(Source records)
★ ★ ★ ★

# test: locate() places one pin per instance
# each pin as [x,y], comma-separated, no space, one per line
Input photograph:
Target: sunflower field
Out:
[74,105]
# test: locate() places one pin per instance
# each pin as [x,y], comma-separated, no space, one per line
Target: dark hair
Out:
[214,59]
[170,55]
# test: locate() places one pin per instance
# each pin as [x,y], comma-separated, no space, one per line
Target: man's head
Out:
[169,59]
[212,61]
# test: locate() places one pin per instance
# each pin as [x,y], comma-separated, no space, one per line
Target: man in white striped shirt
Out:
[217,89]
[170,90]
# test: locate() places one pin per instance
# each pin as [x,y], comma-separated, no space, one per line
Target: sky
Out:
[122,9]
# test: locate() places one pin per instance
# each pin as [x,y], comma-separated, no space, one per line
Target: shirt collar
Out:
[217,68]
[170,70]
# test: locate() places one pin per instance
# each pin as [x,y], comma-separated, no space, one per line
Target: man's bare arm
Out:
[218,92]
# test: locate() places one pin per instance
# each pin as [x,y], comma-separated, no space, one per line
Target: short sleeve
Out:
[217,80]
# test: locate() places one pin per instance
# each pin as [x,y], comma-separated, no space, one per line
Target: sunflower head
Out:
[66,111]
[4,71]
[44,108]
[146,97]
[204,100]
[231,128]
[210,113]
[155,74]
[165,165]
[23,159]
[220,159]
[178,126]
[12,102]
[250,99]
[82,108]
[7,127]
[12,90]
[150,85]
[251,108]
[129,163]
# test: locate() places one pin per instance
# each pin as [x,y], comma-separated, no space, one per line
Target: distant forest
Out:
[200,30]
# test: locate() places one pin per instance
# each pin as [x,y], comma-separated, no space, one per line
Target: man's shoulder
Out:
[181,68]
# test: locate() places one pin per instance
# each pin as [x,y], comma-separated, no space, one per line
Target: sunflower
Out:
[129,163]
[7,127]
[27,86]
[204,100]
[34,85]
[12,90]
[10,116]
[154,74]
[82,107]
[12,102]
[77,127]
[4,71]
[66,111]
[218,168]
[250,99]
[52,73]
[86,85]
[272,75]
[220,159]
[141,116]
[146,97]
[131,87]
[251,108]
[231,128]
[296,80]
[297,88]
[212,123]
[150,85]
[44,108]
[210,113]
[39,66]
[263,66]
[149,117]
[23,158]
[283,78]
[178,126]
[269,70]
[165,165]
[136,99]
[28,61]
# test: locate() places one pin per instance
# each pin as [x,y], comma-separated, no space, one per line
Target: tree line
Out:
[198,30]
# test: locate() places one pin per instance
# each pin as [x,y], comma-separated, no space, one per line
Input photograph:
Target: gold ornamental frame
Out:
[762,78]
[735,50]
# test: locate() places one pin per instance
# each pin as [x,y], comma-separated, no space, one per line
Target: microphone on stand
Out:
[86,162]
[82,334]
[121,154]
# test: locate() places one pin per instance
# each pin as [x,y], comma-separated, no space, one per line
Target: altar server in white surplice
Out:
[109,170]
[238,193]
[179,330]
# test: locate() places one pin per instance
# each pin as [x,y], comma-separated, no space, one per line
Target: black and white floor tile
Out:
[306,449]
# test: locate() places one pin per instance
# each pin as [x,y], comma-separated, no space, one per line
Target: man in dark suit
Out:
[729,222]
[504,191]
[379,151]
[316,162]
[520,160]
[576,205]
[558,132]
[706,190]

★ ★ ★ ★

Identify each line in the records above that contains the word "dark", matching case exactly, and copy those lines.

- _Finished exercise_:
Target: dark hair
Target: man in dark suit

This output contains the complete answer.